▸ WORKING DATA:
● ● ● ● ● ● ●
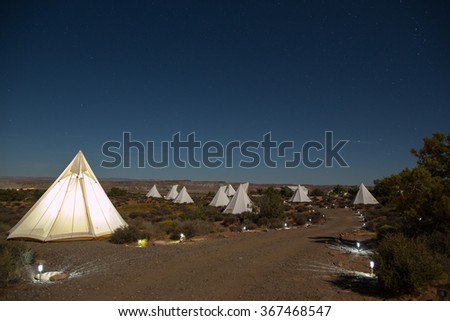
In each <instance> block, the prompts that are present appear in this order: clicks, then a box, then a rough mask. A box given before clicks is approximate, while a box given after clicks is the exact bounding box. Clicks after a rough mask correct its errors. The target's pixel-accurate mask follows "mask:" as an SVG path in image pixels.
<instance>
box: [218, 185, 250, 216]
mask: <svg viewBox="0 0 450 321" xmlns="http://www.w3.org/2000/svg"><path fill="white" fill-rule="evenodd" d="M247 189H248V185H247V184H241V185H239V187H238V189H237V191H236V194H234V196H233V198H232V199H231V201H230V203H228V206H227V207H226V208H225V209H224V210H223V213H225V214H227V213H228V214H240V213H243V212H249V211H251V210H252V201H251V200H250V197H248V195H247V192H246V190H247Z"/></svg>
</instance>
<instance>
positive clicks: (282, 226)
mask: <svg viewBox="0 0 450 321" xmlns="http://www.w3.org/2000/svg"><path fill="white" fill-rule="evenodd" d="M269 220H270V223H269V224H270V226H269V227H271V228H282V227H283V226H284V223H285V222H284V220H282V219H280V218H271V219H269Z"/></svg>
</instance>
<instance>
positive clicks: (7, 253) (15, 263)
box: [0, 242, 36, 287]
mask: <svg viewBox="0 0 450 321" xmlns="http://www.w3.org/2000/svg"><path fill="white" fill-rule="evenodd" d="M35 258H36V253H35V252H34V250H32V249H31V248H29V247H27V246H25V245H24V244H22V243H17V242H1V243H0V287H6V286H7V285H8V284H10V283H14V282H17V281H18V280H20V278H21V277H22V274H23V272H24V269H25V267H26V266H28V265H31V264H33V263H34V260H35Z"/></svg>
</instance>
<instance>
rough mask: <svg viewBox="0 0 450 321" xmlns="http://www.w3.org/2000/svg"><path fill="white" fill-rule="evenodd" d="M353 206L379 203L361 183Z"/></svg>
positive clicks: (370, 193)
mask: <svg viewBox="0 0 450 321" xmlns="http://www.w3.org/2000/svg"><path fill="white" fill-rule="evenodd" d="M353 204H355V205H356V204H378V201H377V200H376V199H375V197H373V195H372V194H371V193H370V192H369V190H368V189H367V188H366V187H365V186H364V184H362V183H361V185H359V191H358V194H356V197H355V200H354V201H353Z"/></svg>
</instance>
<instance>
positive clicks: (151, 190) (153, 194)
mask: <svg viewBox="0 0 450 321" xmlns="http://www.w3.org/2000/svg"><path fill="white" fill-rule="evenodd" d="M145 196H147V197H155V198H161V194H159V192H158V189H157V188H156V185H153V187H152V188H151V189H150V190H149V191H148V193H147V195H145Z"/></svg>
● ● ● ● ● ● ●
▸ TASK PROMPT: Which lines in the data contain the string "positive", counting only matches with the same capitalization? Pick out each such line and copy it in full.

▸ EXERCISE SOLUTION:
positive clicks: (282, 226)
positive clicks: (7, 253) (15, 263)
positive clicks: (370, 193)
positive clicks: (151, 190) (153, 194)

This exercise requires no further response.